■ **Work required**:
Reproduce exactly, and nothing but, the lines between the one with "Mark the shower" and the end of the entries, both ends included.

------

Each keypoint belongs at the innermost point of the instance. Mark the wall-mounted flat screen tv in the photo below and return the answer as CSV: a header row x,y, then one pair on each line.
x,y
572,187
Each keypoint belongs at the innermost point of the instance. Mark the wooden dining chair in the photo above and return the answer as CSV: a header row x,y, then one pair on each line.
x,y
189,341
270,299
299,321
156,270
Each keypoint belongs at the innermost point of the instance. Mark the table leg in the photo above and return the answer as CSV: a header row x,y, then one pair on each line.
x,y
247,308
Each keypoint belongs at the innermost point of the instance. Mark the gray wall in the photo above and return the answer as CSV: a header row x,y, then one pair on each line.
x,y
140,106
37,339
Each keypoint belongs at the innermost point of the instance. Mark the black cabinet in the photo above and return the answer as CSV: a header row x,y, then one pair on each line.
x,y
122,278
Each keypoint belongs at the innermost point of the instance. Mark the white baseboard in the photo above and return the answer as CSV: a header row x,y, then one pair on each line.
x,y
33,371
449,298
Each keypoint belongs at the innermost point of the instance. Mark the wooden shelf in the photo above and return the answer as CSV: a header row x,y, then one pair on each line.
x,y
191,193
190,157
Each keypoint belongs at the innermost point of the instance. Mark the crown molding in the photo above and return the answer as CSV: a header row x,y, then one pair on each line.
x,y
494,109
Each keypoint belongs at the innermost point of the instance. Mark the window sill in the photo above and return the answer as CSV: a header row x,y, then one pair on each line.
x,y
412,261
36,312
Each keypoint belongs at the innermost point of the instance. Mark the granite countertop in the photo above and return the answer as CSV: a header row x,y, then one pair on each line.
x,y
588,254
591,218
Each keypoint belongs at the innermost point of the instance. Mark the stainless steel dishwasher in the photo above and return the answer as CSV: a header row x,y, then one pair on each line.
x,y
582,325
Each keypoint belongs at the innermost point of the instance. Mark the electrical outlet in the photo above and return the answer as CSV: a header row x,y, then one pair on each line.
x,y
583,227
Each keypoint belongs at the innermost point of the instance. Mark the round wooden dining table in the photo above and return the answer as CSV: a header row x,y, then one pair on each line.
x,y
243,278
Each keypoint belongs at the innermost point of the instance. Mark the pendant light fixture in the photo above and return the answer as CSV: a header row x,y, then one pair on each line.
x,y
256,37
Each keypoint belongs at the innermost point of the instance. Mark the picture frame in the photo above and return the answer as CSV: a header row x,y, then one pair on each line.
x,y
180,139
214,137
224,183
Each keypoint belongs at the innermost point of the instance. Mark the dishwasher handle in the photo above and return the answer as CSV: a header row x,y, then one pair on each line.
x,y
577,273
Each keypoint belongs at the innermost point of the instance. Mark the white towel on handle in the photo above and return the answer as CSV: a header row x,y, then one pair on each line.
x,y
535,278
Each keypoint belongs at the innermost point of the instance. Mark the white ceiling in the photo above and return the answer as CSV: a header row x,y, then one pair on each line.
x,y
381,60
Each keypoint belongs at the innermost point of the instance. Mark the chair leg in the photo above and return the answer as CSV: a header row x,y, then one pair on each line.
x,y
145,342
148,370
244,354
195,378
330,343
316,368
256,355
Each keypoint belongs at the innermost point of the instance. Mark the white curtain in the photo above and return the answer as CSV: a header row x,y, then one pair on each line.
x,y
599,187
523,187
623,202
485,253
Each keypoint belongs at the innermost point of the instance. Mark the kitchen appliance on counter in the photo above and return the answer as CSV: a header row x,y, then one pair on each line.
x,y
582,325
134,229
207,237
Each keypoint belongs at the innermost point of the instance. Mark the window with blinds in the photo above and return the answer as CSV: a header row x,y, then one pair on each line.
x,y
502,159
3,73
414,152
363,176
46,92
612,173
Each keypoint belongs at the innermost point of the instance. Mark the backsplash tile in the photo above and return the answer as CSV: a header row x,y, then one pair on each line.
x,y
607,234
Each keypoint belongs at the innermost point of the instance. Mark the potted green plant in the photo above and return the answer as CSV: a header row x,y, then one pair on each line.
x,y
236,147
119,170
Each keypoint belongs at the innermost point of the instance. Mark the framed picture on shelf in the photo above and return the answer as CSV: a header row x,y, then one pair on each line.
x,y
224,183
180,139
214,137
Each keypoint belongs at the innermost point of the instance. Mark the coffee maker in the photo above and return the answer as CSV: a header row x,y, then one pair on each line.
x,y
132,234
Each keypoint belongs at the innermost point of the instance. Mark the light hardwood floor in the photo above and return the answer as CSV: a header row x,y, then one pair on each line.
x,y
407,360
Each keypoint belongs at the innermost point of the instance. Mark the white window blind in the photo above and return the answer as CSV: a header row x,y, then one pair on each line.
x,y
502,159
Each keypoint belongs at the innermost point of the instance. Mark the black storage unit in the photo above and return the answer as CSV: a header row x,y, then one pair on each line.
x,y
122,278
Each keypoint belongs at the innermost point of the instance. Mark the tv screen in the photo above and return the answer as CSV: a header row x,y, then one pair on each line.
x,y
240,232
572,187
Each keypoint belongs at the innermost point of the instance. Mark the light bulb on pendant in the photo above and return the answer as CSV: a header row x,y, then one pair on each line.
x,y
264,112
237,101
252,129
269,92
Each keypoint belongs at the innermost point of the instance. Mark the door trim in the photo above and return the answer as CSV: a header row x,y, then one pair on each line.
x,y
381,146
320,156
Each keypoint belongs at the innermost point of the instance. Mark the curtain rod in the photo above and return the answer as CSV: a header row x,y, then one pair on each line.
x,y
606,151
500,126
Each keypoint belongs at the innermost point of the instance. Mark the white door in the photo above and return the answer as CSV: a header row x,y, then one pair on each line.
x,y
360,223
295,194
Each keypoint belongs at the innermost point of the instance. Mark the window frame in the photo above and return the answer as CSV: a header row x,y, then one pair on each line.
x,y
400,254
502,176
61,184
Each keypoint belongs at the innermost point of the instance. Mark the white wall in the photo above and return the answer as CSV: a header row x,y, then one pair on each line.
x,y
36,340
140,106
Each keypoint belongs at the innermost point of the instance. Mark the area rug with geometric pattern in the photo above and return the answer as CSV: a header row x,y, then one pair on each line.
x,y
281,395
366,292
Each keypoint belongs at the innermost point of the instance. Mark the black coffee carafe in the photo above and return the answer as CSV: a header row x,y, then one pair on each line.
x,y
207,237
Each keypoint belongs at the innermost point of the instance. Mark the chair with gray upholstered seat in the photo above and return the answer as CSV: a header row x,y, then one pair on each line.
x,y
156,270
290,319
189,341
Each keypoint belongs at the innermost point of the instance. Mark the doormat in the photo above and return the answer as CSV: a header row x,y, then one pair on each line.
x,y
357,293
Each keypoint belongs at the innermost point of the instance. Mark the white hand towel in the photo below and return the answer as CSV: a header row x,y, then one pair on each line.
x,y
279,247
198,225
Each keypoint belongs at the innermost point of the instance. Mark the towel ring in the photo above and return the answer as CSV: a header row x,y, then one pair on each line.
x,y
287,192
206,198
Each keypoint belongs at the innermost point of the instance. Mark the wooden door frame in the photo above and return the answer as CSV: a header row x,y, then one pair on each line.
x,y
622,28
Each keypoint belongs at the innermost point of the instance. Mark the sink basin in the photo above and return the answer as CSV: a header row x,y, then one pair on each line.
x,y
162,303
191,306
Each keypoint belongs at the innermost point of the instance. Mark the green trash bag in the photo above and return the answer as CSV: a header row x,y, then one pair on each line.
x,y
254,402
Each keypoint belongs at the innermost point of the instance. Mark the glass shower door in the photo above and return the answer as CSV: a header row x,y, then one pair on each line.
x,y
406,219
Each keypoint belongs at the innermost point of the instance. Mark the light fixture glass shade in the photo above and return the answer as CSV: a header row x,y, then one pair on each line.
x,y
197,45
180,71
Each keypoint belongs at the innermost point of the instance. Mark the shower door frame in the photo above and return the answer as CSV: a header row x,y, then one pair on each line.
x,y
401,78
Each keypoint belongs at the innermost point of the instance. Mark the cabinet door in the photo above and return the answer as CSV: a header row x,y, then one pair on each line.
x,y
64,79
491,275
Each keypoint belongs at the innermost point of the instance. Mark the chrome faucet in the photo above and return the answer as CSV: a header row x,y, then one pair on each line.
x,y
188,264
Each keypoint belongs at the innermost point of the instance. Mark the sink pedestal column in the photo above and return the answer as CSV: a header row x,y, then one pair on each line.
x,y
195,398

------

■ **Answer**:
Each keypoint belongs at the innermost point of the instance. Mark the shower door frame in the photo above and return the answer as CSV: a header row x,y, then one pair on each line.
x,y
401,78
Each keypoint belongs at the innermost point of the instance. Mark the cabinet door in the photo above and return the answer as CSV: a header row x,y, then one pair on each line.
x,y
64,79
491,275
Each keypoint belongs at the innermost point of the instance. Mark the chrome faucet in the photo above and return the answer as CSV: a header row x,y, then one pair on each line.
x,y
188,264
Each keypoint belongs at the innermost point of the instance. Mark the sink pedestal column in the photo above and return the answer as CSV: a header row x,y, then one pair on each line.
x,y
195,398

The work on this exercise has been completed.